### Text section
----------------------------------------

# My Introduction to Coding Theory

It’s been a while since the genesis of this blog and its first post. Quite a shame I couldn’t keep up with the weekly blog commitment since the first week. At this point, I have just started my first research rotation with Professor Netanel Raviv to explore whether there exist better means of coding a perceptron with improved minimum and relative distance metrics than a parity code. To help my understanding of the topic which is rooted in Coding Theory, I read through several chapters of Ron Roth’s textbook “Introduction to Coding Theory” and in this blog I will note what I found most interesting and relevant to my research rotation.

The goal is to better grasp linear codes. But before I cover linear codes, I will first cover some basic concepts of channel coding. Figure 1.1 is a graphic of the overview of communications system that transmits a message from a Source to a Destination. The Source Encoder serves two roles: (1) translating the output of the source to the input to the channel and (2) compressing the source output, if needed. The compression determines whether a channel is lossy or lossless. What’s to note is that due to physical limitations of communications systems in real life, the message received may (usually) differ from the message transmitted due to noise.

----------------------------------------

### Records
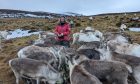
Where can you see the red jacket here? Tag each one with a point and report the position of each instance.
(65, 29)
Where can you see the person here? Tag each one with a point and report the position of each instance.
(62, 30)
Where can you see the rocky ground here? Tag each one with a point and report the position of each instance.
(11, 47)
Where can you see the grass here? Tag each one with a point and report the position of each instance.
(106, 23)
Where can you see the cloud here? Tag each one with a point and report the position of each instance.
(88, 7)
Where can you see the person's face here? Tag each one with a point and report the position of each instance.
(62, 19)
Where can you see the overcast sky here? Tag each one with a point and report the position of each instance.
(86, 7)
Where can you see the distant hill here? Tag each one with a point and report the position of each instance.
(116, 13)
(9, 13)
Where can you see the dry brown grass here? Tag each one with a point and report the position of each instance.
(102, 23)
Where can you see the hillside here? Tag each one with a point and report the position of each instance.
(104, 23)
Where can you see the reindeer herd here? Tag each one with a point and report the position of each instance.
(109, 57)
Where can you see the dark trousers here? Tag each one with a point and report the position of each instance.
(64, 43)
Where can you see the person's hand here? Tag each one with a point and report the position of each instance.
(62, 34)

----------------------------------------

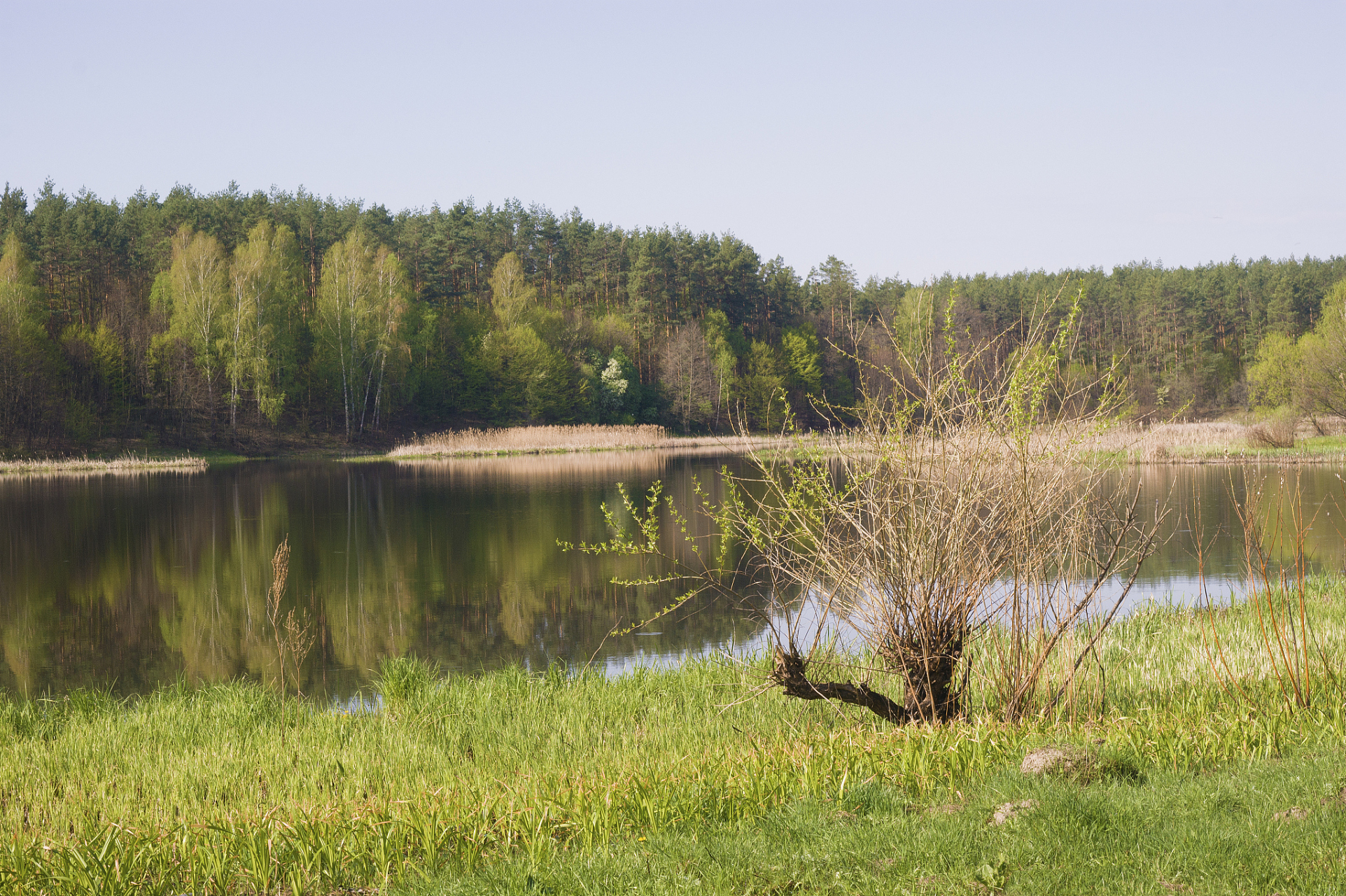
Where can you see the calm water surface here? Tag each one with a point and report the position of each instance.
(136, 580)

----------------------------------------

### Required actions
- a) Please copy the coding theory blog post word for word, starting with "# My Introduction" and going on through "my research rotation.".
- b) Resume the coding theory blog post after its last sentence.

### Answers to the exercise
- a)
# My Introduction to Coding Theory

It’s been a while since the genesis of this blog and its first post. Quite a shame I couldn’t keep up with the weekly blog commitment since the first week. At this point, I have just started my first research rotation with Professor Netanel Raviv to explore whether there exist better means of coding a perceptron with improved minimum and relative distance metrics than a parity code. To help my understanding of the topic which is rooted in Coding Theory, I read through several chapters of Ron Roth’s textbook “Introduction to Coding Theory” and in this blog I will note what I found most interesting and relevant to my research rotation.

- b)
Channels will be modeled as a discrete probabilistic channel where the channel encoder takes in an information word (message) and outputs a codeword which the channel outputs as a received word, then decoded by the channel decoder as a decoded codeword and decoded information. The goal of the system is to make sure that the decoded information word matches the information word and the decoded codeword matches the codeword.

We assume that it is more likely to less errors than more errors and errors are introduced to each element of a message independently and with a fixed probability p < 1/2. The Hamming distance is the metric of choice to measure to “number of errors”. The Hamming distance is defined as the number of different elements between two words. The distance `d `of a `(n,M)` code is the minimum Hamming distance between any two of its codewords. The Hamming weight of a codeword is the number of non-zero entries. This is equivalent as the Hamming distance of a codeword with the zero codeword.

Appropriately, the code is called an `(n,M,d)` code where the `n`, M parameters are the code length and code size, respectively. By nearest neighbor decoding, received words are decoded to its closest codeword (codeword of the minimum Hamming distance with the received word). Thus, the larger the minimum distance of a code, the better.

Now on to the topic of linear codes. Linear codes are defined as a code `C` where a linear combination of any two codewords is also a codeword in `C`. In short, a linear code is a vector subspace. The dual code of `C` is the orthogonal complement of `C` in its alphabet subspace. A linear code is written as a `[n,k,d]` code where `k` is the dimension of the code. A linear code has a nonunique `k x n` generator matrix `G` whose rows form a basis of the code. The parity check matrix of `H` for `C` is a generator matrix for the dual code of `C`. A systematic generator matrix is a `(I | A)` matrix and these exist when the first `k` columns of any generator matrix of `C` is linearly independent. Systematic generator matrices are what simplify encoding and decoding of linear codes.

The source encoder maps an information word `u` to a codeword `c` by matrix multiplication with the code’s generator matrix `c = uG`. For a systematic generator matrix, this is equivalent to `c = (u | uA)` where `A` is a `k x (n-k)` matrix.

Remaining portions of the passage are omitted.